## TEXT SECTION

• • • • •

Have a look at the app called MacWhisperer. It's a little tool. Basic version is free. And you only have to pay 10 bucks to get the Pro version, which gives you a level of accuracy I had never seen before. Do try, you will be amazed, I swear. Don't hesitate to give me feedback, and to tell me if ever you received answers from folks at Apple after your notes.
All the best. Cheers.

By Bruce Harrell on Saturday, February 18, 2023 - 19:34

Want to start over?
Go to Settings > Siri & Search, turn off Listen for “Hey Siri,” then turn on Listen for “Hey Siri” again. SIRI will learn. Start slowly. Speak slowly. Only very gradually speak faster, and by gradually, I mean over weeks or months.
To change Siri accessibility settings, see Use accessibility features with Siri on iPhone.
If Siri doesn’t work as expected on your iPhone, see the Apple Support article If “Hey Siri” isn’t working on your iPhone or iPad.

By Dennis Long on Sunday, February 19, 2023 - 07:14

Siri has went to crap Google assistant beats it hands down. Siri is no longer reliable

By Bruce Harrell on Sunday, February 19, 2023 - 17:48

I followed the steps I outlined above. No more than a minor problem here and there. Siri works fine on my iPhone 10S.

• • • • •

## EXCERPTED RECORDS
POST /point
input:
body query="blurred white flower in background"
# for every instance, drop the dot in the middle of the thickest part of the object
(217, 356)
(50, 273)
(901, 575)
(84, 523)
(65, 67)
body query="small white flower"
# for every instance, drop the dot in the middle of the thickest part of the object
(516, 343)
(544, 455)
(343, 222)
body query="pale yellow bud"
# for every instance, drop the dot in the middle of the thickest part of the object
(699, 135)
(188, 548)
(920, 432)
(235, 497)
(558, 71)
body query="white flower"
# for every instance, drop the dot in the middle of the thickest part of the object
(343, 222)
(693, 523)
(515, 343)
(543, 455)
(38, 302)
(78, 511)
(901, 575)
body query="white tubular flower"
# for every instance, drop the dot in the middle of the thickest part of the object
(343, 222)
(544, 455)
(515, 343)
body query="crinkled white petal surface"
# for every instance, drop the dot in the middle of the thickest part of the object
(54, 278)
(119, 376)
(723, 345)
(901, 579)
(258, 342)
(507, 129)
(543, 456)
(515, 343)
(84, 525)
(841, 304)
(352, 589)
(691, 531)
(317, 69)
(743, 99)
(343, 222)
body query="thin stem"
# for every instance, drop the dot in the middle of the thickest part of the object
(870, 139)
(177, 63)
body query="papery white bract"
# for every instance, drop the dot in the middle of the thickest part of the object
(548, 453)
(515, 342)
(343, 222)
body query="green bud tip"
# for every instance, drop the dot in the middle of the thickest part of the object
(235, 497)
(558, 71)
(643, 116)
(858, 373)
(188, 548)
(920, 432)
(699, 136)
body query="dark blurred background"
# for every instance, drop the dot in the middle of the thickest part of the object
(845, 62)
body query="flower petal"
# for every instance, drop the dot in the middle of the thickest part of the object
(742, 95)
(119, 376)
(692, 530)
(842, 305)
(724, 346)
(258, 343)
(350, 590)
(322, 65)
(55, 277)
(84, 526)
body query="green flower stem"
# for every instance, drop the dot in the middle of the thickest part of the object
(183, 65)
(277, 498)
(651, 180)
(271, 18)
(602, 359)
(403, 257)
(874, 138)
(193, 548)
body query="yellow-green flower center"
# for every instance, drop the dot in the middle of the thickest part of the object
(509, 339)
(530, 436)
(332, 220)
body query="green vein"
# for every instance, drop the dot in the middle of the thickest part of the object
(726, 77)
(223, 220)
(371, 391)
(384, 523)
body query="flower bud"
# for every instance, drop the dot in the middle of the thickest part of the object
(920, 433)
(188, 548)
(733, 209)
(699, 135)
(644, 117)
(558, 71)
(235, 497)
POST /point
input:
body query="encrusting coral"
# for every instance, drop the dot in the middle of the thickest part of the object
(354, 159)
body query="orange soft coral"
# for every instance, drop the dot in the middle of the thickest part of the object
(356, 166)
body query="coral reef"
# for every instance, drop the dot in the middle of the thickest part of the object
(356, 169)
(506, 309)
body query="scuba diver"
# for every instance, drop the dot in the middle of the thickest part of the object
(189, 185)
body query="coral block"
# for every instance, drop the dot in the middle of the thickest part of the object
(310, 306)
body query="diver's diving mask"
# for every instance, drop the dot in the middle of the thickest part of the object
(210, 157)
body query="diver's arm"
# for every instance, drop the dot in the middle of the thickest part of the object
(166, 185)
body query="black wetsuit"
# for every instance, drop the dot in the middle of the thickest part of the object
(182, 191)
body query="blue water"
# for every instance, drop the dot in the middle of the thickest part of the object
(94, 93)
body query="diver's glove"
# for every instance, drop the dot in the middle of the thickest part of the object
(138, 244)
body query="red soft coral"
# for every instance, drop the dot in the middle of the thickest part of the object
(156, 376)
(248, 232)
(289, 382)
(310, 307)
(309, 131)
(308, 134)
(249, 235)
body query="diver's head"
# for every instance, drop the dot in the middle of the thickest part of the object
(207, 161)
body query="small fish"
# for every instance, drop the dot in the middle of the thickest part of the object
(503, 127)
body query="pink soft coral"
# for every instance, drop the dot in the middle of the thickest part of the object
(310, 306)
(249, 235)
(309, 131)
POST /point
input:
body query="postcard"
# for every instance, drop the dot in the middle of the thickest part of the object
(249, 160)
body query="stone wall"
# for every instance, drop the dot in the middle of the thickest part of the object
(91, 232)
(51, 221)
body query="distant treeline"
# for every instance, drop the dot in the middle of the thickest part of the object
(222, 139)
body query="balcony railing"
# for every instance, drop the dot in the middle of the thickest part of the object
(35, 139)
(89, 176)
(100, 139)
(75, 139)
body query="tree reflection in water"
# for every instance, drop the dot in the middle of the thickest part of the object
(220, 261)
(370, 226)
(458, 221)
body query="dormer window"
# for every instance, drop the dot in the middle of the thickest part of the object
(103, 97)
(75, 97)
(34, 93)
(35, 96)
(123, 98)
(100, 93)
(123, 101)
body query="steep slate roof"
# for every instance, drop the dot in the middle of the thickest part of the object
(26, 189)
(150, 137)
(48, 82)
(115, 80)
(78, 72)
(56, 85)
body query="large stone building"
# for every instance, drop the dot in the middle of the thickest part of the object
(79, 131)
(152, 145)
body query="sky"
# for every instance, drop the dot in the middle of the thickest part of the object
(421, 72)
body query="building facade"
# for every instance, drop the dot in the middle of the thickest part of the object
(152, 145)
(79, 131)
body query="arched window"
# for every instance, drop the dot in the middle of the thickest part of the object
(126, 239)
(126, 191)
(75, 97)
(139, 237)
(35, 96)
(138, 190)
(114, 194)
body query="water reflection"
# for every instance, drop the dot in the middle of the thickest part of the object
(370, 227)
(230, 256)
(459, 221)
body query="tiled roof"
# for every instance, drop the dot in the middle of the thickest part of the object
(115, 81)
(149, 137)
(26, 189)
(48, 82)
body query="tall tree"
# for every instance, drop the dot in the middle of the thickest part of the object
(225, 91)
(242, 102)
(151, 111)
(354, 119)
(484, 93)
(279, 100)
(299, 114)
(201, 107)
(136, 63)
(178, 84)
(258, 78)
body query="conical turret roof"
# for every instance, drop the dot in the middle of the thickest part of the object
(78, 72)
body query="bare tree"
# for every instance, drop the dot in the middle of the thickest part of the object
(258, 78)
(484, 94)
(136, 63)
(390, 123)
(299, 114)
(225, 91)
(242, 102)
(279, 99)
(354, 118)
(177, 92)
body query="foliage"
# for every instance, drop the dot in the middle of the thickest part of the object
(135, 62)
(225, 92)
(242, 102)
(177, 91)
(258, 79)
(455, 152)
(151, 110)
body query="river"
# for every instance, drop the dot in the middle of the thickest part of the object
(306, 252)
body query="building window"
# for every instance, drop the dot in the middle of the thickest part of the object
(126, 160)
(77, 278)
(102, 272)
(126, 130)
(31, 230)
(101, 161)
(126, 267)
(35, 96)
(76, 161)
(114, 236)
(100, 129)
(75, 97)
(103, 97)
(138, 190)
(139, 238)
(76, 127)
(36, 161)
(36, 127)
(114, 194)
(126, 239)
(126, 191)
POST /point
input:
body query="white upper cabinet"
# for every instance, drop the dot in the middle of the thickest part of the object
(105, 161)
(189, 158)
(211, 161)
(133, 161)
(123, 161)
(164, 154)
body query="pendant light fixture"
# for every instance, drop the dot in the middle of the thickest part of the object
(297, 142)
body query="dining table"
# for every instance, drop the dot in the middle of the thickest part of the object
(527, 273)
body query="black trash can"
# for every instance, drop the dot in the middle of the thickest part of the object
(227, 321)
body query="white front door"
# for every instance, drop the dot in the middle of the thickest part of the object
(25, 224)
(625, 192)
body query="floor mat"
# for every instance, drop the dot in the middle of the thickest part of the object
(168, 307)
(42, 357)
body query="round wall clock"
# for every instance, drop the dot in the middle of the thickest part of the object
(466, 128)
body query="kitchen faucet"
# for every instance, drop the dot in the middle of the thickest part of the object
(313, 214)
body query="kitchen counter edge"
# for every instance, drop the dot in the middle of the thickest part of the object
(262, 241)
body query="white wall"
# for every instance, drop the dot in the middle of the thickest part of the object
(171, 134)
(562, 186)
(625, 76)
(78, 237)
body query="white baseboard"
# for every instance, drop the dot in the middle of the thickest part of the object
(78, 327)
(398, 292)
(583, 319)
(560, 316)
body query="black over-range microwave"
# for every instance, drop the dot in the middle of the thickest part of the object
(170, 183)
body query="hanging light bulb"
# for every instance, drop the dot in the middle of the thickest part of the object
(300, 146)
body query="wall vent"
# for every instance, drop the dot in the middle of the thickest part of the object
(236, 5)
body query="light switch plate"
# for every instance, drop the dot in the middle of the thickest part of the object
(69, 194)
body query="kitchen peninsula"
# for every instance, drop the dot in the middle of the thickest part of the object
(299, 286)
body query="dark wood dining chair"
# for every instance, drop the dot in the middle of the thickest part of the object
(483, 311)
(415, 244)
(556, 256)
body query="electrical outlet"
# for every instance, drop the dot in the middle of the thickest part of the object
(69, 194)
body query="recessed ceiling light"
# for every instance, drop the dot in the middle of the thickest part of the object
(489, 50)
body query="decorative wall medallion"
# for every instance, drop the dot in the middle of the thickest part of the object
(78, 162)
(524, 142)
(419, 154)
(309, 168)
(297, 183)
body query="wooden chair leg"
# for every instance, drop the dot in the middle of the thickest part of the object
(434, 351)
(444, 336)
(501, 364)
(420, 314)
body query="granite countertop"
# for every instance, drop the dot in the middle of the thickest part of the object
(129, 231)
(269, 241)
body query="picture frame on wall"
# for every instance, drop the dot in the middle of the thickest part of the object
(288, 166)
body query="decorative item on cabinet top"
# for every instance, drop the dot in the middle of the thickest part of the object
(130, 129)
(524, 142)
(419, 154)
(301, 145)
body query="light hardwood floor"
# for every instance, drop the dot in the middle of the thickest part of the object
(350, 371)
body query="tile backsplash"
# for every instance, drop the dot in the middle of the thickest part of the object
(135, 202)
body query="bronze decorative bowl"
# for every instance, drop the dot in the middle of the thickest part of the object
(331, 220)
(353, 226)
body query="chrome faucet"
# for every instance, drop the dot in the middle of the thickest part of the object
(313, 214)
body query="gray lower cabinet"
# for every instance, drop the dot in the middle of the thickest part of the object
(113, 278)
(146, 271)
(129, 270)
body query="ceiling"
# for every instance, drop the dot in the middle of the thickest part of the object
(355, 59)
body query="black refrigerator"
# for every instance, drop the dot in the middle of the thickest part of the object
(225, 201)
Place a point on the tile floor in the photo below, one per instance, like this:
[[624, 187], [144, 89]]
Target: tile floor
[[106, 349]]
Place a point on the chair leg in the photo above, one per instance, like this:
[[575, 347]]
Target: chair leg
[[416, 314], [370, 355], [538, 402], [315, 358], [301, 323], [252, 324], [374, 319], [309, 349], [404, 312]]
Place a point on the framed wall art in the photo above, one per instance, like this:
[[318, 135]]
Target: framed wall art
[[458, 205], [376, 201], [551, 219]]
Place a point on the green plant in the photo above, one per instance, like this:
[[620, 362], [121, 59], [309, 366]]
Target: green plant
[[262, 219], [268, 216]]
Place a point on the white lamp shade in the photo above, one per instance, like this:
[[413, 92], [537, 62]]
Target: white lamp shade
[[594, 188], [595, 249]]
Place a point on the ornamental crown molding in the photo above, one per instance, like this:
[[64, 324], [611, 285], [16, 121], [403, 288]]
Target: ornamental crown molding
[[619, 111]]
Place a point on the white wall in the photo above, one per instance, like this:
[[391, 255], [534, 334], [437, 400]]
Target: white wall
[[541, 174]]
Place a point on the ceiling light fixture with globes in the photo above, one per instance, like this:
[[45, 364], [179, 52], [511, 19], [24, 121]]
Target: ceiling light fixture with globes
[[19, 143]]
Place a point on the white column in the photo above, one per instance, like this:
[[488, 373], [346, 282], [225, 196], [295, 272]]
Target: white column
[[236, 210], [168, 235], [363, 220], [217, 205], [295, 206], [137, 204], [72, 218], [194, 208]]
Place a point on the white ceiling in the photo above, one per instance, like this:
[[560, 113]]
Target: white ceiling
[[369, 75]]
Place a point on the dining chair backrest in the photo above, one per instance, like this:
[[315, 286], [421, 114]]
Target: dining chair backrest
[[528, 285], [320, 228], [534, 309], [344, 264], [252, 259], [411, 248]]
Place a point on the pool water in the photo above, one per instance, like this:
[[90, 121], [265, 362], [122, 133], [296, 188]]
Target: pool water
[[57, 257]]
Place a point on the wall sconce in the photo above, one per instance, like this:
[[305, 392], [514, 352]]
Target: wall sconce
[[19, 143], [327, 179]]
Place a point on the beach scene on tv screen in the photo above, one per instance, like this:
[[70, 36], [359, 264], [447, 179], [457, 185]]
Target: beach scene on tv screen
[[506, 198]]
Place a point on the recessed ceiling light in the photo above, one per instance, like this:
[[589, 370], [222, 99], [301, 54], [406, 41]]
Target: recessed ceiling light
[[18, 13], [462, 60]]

• • • • •

## ACTIVITY LIST
1. What does the Pro version of MacWhisperer cost, according to the forum thread about Siri?
2. In the forum thread about Siri, change "weeks or months" to "several months" throughout everything from "By Bruce Harrell on Saturday, February" down to "Siri on iPhone.".
3. Carry on the forum thread about Siri after its last post.

## RESULTS
1. It costs 10 bucks.

2.
By Bruce Harrell on Saturday, February 18, 2023 - 19:34

Want to start over?
Go to Settings > Siri & Search, turn off Listen for “Hey Siri,” then turn on Listen for “Hey Siri” again. SIRI will learn. Start slowly. Speak slowly. Only very gradually speak faster, and by gradually, I mean over several months.
To change Siri accessibility settings, see Use accessibility features with Siri on iPhone.

3.
By ScandiDragon on Saturday, February 25, 2023 - 10:17

Hi! I find the dictation really, really bad. I cannot get it to distinguish between I and eye or me and May or my, and it often just duplicates entire sentences without warning. I am partially sighted so it would be great to be able to dictate messages/notes/emails without wanting to smash my phone.
I also don’t really understand why the voice control feature works the way it does- it provides hints if you don’t get the command exactly how they expect, which would be fantastic except that they are only written. I haven’t been able to find a way to get the hints to be said out loud (I have tried the screen reader/Siri/settings etc). Any tips super welcome.

By Siobhan on Saturday, February 25, 2023 - 13:23

I haven't had coffee, so this might not even be the right answer so I'm sorry in advance. If you turned on hints, something i personally don't like and turn off with every phone, would that read the written siri commands? Not sure how i think this would help but pre-coffee. :) Have a good one.

By jim pickens on Thursday, March 2, 2023 - 08:04

I’ve been experiencing the opposite, speech recognition seems to be working phenomenally for me, I don’t know if it’s because I have a weird accent I’ve adapted over the years for speech recognition, but it seems to be working great. I usually always pronounced the tea as a tea, tho sticking with a normal American accent for the rest of the letters. with the release of iOS 16: speech recognition has
improved
for me.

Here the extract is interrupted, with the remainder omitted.